_TASK DETAILS_
Change every "man's" to "person's" in the material, from its beginning through the line containing "[165,43,198,113]", and give those lines back with nothing else altered and the pictures left out.
### ENTRIES ###
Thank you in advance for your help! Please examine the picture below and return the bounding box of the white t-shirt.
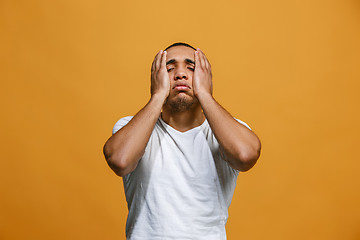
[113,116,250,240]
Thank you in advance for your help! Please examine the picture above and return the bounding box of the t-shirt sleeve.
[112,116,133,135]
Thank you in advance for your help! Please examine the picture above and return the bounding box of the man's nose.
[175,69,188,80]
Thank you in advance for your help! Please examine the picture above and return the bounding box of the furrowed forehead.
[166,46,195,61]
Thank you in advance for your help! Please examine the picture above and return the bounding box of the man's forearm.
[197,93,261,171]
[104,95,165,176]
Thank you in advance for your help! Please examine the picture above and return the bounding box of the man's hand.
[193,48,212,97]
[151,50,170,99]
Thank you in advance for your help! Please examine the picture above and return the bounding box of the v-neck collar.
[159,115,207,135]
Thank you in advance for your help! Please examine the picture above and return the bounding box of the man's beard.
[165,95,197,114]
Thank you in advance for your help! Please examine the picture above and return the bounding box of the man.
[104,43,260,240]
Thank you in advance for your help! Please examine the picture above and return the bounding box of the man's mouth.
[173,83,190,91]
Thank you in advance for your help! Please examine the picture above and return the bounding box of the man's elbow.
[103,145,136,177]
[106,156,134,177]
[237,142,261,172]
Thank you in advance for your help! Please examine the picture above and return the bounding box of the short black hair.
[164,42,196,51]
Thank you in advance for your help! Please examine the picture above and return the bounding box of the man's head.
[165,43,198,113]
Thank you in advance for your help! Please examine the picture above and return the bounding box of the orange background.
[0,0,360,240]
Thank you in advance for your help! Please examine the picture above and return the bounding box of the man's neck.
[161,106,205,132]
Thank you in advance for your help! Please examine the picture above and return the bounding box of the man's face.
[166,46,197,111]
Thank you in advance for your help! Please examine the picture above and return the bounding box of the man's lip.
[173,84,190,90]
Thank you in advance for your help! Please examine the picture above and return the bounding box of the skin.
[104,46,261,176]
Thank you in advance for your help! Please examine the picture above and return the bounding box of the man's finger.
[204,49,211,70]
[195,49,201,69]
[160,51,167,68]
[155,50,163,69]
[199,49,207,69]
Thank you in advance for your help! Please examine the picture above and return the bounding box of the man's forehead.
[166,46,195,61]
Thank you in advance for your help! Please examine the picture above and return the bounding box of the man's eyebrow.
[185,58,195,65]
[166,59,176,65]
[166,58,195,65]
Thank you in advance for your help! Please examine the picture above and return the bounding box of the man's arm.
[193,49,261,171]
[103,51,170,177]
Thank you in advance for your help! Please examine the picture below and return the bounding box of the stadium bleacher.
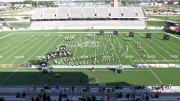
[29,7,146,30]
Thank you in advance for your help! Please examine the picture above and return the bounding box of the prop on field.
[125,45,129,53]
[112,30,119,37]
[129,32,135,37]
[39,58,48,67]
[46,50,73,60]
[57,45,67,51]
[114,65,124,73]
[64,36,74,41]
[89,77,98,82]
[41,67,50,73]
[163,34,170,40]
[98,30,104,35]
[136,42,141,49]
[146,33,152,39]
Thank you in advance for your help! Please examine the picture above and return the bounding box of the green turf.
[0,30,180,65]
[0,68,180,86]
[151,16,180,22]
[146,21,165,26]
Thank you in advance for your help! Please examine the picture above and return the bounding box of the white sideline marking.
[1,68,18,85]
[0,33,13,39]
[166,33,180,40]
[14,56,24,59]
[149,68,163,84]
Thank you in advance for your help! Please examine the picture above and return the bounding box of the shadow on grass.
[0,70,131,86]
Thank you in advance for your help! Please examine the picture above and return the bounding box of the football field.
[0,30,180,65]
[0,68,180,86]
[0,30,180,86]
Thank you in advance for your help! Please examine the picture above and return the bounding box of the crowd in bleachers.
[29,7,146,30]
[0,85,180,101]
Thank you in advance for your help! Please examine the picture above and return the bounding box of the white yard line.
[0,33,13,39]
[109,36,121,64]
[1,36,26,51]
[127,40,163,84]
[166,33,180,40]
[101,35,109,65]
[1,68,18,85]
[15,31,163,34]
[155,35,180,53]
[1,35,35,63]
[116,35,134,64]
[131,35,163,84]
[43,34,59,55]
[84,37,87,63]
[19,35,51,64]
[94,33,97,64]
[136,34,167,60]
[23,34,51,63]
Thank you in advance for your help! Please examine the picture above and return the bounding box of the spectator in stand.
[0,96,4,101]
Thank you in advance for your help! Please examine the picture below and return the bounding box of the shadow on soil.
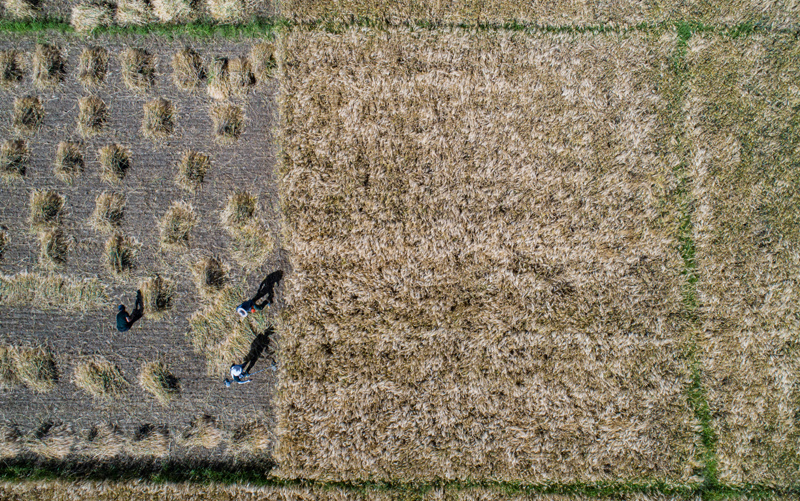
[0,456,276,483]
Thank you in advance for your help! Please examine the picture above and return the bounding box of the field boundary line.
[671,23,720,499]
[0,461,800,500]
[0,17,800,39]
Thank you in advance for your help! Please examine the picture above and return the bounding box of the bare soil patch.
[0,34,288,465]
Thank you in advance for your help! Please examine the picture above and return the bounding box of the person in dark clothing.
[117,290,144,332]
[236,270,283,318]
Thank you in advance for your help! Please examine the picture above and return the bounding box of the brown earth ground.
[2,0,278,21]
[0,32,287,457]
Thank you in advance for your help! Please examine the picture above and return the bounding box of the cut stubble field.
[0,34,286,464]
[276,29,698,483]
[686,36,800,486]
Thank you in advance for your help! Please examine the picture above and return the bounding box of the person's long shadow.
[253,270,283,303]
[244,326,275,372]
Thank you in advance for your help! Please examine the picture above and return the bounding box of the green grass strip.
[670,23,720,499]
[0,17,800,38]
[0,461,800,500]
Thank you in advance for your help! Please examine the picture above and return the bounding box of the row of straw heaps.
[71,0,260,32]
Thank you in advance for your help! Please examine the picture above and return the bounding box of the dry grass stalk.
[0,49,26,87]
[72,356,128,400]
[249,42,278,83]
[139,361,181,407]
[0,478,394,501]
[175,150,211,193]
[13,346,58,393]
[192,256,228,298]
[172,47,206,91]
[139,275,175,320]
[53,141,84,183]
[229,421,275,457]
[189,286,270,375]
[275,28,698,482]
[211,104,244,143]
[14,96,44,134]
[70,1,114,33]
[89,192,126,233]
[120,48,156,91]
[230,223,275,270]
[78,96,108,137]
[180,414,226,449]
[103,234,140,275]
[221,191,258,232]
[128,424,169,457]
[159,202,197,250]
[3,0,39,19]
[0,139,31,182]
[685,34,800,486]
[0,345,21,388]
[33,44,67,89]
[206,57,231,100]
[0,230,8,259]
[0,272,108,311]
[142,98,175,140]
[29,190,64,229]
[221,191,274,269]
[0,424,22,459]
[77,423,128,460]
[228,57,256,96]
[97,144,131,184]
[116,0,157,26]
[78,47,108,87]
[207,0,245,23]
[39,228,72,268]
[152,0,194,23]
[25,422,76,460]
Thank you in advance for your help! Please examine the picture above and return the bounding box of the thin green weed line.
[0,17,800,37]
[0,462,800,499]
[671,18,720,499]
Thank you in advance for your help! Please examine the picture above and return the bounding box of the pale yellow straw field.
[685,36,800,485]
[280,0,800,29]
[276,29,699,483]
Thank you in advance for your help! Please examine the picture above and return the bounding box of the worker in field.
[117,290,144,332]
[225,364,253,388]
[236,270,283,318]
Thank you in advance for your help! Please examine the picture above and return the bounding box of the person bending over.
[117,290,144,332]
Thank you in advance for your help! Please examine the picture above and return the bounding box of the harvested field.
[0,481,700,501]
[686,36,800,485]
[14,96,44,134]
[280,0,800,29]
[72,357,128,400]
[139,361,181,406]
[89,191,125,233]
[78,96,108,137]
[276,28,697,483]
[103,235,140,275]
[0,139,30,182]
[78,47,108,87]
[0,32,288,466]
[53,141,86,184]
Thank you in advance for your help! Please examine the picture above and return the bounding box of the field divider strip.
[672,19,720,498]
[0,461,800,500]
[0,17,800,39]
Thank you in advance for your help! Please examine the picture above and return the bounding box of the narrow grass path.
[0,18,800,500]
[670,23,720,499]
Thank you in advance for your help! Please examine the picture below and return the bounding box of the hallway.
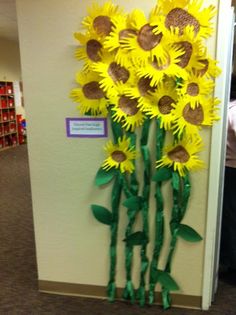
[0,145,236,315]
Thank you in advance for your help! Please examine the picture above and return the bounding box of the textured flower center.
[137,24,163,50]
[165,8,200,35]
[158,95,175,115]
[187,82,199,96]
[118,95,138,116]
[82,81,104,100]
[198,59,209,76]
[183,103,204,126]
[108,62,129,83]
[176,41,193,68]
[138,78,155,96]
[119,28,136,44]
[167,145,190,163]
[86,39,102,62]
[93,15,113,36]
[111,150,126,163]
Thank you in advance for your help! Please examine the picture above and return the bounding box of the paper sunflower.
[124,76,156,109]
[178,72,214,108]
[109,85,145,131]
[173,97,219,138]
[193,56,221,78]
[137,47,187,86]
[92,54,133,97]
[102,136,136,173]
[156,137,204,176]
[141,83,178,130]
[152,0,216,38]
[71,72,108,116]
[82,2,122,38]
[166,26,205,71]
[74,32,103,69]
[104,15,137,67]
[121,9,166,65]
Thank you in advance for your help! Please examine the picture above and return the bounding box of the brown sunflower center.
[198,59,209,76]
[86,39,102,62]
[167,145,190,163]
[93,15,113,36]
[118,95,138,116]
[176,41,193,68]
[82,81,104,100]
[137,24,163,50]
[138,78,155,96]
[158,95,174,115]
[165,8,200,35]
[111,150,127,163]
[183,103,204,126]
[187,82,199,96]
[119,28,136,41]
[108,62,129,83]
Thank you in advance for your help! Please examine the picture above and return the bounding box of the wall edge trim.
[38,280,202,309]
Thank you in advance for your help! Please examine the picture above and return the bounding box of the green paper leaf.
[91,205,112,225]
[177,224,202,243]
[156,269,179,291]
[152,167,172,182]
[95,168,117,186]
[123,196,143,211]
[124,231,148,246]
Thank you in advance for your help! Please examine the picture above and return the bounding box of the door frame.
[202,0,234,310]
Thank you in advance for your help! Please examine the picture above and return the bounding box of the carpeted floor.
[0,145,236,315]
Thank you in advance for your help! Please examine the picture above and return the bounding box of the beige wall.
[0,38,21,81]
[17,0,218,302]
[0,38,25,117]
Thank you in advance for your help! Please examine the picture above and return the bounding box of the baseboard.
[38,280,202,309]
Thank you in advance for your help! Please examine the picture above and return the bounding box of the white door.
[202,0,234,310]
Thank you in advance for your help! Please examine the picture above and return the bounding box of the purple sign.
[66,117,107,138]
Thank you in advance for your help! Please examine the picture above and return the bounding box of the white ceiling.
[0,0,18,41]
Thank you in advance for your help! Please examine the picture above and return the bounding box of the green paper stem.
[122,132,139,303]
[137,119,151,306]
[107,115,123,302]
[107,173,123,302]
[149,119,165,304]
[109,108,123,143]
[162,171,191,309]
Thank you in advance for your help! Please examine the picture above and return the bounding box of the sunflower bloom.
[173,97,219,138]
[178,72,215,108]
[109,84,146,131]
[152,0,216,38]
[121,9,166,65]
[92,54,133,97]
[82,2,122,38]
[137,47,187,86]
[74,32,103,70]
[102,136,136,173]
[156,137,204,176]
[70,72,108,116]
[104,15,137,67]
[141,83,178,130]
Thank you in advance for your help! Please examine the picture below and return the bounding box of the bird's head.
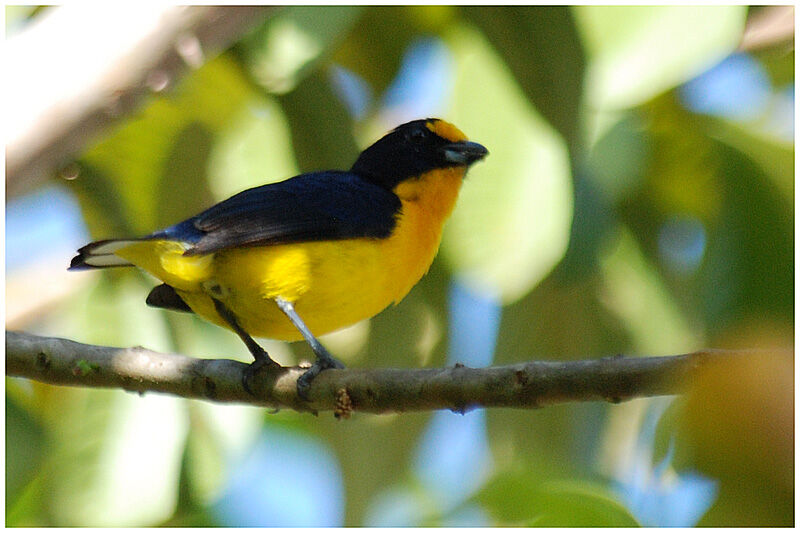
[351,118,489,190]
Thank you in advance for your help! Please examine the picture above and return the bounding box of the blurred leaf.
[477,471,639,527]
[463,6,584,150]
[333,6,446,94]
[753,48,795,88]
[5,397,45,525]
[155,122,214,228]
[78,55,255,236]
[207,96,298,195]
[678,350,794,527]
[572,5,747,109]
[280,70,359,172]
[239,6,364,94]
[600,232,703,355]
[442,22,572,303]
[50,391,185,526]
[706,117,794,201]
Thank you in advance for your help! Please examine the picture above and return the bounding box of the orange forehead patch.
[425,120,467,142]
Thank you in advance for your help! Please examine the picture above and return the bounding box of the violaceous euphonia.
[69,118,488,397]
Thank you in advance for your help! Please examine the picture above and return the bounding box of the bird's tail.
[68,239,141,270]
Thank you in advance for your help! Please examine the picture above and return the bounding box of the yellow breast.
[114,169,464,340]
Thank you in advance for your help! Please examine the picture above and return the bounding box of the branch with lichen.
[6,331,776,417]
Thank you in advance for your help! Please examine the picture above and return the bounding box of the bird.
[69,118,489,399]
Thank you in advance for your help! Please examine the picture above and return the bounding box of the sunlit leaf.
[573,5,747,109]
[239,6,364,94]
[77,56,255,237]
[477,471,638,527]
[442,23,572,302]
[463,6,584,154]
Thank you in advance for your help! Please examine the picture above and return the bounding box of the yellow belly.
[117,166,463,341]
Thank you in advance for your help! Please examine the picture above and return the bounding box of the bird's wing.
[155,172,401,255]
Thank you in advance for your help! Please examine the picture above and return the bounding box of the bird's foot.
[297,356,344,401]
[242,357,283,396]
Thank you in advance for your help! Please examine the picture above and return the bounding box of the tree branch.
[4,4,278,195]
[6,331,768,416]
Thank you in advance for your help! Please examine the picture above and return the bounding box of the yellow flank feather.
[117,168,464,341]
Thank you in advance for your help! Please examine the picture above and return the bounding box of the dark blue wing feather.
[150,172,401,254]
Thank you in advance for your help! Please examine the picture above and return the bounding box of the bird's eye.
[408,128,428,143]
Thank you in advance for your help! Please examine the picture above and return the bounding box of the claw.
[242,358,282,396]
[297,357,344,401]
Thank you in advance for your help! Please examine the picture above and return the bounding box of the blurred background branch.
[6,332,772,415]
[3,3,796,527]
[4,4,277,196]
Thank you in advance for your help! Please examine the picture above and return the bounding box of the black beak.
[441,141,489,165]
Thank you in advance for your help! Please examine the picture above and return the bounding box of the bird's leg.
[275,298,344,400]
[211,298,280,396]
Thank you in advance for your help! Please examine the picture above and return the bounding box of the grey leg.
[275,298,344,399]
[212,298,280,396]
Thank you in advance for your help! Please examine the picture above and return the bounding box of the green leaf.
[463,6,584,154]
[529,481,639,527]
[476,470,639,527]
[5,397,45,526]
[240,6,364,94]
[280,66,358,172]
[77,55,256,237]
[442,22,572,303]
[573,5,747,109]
###
_EXPECTED OUTPUT_
Thank you in advance for your help! Please examine the picture below and return the bounding box of the white t-shirt.
[113,116,250,240]
Thank you in advance for your help! Please examine the picture above and return the bounding box of the t-shirt sleeve.
[112,116,133,135]
Thank you in advance for your help! Please examine the picture above and return the bounding box of the person's nose.
[175,69,188,80]
Thank you in advance for your help! Please examine the picture above and return the bounding box of the furrowed forehead.
[166,46,195,61]
Thank you in advance for your help! Please examine the picture above and return the bounding box of the person's forearm.
[197,93,261,171]
[104,95,165,176]
Thank you in advance for your help! Please examine the picture above and return the bounding box of the person's hand.
[193,48,212,97]
[151,50,170,99]
Thank you in advance for your help! Please examine the picture above and return the bounding box of the v-neck collar.
[159,115,207,135]
Thank you in advance for your help! Please examine the picture above and return the bounding box of the person's beard.
[165,95,197,114]
Thank you in advance for your help! Please examine the picture above and return the bounding box of the man.
[104,43,260,240]
Thank you in advance for your help! Please examine the picture above and return the bounding box of the person's mouth.
[173,83,190,91]
Thank you in advance for your help! Please examine the picture above and return the bounding box of the person's elbow.
[103,145,136,177]
[106,156,134,177]
[237,142,261,172]
Thank you in advance for your help! Please examine the picture above and return the bounding box of the short black hair.
[164,42,196,51]
Thank you in advance for your help! Please examine the picture above and return the bounding box of the person's head.
[165,43,198,113]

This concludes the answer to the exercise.